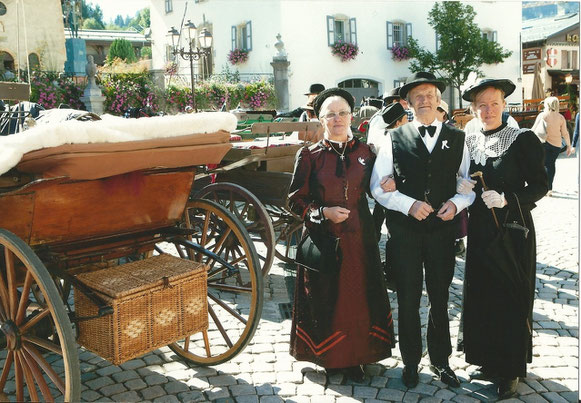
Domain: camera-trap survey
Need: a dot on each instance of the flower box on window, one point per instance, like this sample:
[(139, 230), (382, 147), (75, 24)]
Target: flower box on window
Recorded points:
[(345, 50), (400, 52), (238, 56)]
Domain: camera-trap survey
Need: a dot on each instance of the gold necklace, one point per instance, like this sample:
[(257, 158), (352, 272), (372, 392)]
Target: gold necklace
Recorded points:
[(340, 154)]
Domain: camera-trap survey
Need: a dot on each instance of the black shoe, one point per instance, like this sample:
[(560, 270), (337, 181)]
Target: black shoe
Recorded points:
[(507, 388), (446, 375), (355, 373), (410, 376), (483, 374)]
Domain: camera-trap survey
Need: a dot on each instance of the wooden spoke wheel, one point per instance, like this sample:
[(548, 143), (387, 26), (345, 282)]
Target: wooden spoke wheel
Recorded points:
[(235, 287), (41, 358), (251, 212), (288, 228)]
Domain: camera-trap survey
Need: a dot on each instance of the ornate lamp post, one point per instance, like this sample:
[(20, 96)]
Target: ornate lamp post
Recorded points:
[(193, 52)]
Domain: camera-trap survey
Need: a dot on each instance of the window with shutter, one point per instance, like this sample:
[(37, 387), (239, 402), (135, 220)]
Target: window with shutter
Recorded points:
[(389, 30), (330, 30)]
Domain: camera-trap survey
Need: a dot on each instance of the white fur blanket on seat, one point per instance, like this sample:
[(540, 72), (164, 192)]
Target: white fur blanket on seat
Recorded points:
[(111, 129)]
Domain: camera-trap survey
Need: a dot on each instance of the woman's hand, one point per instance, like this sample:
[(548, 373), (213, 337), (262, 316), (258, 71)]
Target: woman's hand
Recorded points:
[(464, 186), (388, 184), (336, 214)]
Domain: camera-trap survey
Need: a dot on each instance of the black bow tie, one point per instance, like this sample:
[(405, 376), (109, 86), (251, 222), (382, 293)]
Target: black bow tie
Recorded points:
[(430, 129)]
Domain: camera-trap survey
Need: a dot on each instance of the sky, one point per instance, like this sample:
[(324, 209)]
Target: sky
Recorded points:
[(112, 8)]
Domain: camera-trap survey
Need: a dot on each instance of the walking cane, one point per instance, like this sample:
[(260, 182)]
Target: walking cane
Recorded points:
[(484, 187)]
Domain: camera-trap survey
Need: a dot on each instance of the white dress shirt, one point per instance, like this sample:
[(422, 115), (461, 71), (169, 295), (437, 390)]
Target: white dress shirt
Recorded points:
[(384, 166)]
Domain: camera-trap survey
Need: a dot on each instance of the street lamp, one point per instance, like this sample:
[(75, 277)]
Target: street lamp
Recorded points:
[(193, 52)]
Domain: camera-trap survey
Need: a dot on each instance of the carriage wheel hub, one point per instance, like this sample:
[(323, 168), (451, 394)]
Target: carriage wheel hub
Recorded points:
[(11, 334)]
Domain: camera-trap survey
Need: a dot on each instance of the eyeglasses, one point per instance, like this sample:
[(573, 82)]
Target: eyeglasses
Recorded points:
[(332, 115)]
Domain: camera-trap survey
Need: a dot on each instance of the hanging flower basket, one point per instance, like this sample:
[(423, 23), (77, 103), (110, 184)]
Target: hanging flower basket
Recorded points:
[(237, 56), (400, 53), (345, 50)]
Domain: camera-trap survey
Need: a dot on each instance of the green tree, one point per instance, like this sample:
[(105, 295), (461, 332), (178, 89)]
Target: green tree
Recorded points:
[(122, 49), (462, 49), (92, 23)]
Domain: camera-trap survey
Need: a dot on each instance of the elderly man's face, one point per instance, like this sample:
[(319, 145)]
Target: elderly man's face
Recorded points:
[(424, 100)]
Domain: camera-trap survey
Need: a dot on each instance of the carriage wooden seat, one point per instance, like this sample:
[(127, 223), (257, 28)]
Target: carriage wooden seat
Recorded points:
[(101, 160)]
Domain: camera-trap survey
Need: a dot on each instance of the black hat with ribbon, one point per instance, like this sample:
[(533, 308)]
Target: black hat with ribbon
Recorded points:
[(315, 89), (503, 84), (419, 78), (332, 92)]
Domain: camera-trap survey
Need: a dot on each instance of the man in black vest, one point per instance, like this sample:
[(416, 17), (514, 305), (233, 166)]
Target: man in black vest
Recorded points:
[(424, 156)]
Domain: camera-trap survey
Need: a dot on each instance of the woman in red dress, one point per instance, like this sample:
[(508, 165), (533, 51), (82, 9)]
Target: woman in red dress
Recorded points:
[(341, 319)]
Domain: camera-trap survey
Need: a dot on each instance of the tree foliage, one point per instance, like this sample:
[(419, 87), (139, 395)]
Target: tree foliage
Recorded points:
[(121, 49), (462, 49)]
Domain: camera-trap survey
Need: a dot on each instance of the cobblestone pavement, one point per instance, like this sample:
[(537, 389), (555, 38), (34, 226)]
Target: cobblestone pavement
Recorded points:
[(265, 372)]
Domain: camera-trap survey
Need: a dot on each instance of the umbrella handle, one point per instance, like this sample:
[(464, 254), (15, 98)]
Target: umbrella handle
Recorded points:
[(484, 187)]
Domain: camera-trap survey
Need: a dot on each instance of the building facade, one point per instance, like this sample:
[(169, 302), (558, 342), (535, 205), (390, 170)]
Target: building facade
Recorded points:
[(31, 33), (310, 28), (554, 44)]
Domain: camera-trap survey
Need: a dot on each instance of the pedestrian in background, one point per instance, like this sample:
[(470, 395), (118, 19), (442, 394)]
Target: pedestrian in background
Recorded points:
[(341, 318), (556, 129), (424, 156), (496, 331)]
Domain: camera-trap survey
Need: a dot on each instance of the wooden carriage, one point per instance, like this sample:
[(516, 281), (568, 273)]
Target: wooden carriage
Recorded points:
[(111, 227)]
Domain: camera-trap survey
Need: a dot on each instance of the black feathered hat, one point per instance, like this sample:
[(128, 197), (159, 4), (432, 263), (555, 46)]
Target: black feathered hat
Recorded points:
[(419, 78), (502, 84), (332, 92)]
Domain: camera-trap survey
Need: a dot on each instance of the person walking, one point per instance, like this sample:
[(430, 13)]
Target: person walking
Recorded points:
[(425, 156), (556, 129), (341, 318), (496, 331)]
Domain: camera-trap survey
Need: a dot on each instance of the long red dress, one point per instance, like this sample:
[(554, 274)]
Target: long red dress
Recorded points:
[(340, 320)]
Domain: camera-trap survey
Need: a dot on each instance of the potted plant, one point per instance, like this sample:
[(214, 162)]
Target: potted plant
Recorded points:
[(399, 52), (345, 50), (237, 56)]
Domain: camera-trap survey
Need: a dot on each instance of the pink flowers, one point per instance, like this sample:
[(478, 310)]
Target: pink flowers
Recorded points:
[(345, 50), (399, 52), (237, 56)]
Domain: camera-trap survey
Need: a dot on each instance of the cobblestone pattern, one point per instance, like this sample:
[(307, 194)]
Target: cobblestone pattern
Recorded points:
[(265, 372)]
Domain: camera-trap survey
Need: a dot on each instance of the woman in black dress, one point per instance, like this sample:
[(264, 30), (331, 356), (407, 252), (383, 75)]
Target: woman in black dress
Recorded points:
[(496, 312), (341, 319)]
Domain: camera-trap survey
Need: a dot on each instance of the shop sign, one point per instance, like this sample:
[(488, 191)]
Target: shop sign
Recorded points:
[(531, 54), (552, 57), (529, 68)]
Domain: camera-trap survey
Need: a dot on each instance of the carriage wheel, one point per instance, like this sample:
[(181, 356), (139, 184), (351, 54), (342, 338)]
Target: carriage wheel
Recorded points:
[(235, 290), (288, 229), (248, 210), (41, 352)]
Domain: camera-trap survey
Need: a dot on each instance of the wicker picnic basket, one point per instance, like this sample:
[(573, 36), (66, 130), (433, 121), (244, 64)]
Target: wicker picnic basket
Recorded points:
[(155, 301)]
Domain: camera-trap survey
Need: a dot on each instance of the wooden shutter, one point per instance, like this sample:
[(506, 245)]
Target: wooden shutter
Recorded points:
[(353, 30), (389, 27), (249, 35), (233, 37), (330, 30), (408, 32)]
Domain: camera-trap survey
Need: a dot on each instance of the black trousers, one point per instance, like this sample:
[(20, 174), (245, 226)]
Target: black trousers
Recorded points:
[(414, 251)]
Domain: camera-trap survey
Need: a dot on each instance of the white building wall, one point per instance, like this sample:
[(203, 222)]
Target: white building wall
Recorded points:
[(303, 27)]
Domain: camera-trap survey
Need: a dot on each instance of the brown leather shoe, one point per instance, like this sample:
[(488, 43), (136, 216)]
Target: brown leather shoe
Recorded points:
[(507, 388), (410, 376)]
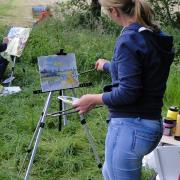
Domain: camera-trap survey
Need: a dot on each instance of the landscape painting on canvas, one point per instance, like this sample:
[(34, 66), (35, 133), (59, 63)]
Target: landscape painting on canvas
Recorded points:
[(58, 72)]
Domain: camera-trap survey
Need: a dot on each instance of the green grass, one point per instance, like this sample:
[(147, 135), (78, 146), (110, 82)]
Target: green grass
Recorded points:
[(66, 154)]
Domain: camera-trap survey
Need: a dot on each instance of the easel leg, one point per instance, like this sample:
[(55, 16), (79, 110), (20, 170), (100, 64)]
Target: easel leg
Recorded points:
[(41, 126), (64, 108), (60, 109), (12, 73), (89, 136), (30, 145)]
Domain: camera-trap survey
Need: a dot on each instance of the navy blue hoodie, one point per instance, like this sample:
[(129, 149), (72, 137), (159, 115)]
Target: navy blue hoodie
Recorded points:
[(139, 70)]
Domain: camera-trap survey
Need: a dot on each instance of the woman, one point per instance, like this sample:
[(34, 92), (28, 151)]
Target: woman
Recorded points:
[(139, 70)]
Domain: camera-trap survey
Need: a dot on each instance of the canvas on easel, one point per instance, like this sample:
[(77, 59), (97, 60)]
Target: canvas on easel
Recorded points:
[(58, 72), (18, 37)]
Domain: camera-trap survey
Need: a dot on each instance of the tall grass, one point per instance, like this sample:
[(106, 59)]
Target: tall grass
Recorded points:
[(66, 154)]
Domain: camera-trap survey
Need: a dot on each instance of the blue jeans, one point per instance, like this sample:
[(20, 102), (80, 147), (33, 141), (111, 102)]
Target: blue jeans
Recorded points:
[(127, 141)]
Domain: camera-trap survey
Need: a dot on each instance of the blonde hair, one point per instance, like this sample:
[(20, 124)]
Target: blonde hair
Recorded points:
[(140, 9)]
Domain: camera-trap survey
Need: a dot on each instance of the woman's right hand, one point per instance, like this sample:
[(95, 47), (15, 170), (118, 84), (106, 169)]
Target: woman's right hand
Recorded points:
[(100, 63)]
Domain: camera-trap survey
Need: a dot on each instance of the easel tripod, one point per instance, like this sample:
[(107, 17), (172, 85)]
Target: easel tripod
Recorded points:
******
• _Task to complete_
Repeat, character for character, the lines of the material above from the line with "[(307, 194)]" through the line with "[(488, 43), (136, 216)]".

• _Solution to this exercise_
[(307, 194)]
Target: cobblestone pattern
Recorded points:
[(265, 372)]
Domain: camera-trap survey
Need: a dot on each instance of the woman in black dress, one point per instance, like this sample:
[(264, 30), (331, 356), (407, 252), (383, 75)]
Target: woman in black dress
Recorded points:
[(496, 312), (341, 319)]
Domain: camera-trap survey
Need: a dot on each instance of the shop sign, one point per instance, like this sample:
[(488, 191)]
Target: shop sign
Recorded points:
[(531, 54), (552, 57), (529, 68)]
Domain: camera-trap survey
Need: a dot on each instance of the carriage wheel, one point per instance, like this sample:
[(181, 356), (139, 184), (351, 54), (342, 338)]
Target: carriage wheel
Recorded points:
[(235, 290), (288, 229), (248, 210), (41, 352)]
Domain: camera-trap survey
Need: a dot on each instance of the wicker picnic basket, one point per instance, like this sample:
[(573, 36), (66, 130), (433, 121), (244, 64)]
Target: wicker picnic basket
Recorded points:
[(155, 301)]
Domain: camera-trap survey
Need: a dot on each instance of the wooden shutter, one point per instance, like this sample:
[(506, 245)]
Target: wooden shutter
Recorded points:
[(353, 30), (389, 27), (249, 35), (233, 37), (330, 30), (408, 32)]
Domain: camera-trap survey
Need: a dot on each instance of the black trousers, one point per instance, like this sample:
[(20, 174), (245, 226)]
Target: black trousers
Recorded points:
[(414, 251)]
Domain: camera-trap survey
Need: a dot on each instance of the white building wall, one point per instance, like this sample:
[(203, 222)]
Target: white building wall
Recorded points:
[(303, 27)]
Domain: camera-trap survey
Need: a dot on each instance of the brown leather shoe, one point per instance, like this sample:
[(488, 43), (136, 216)]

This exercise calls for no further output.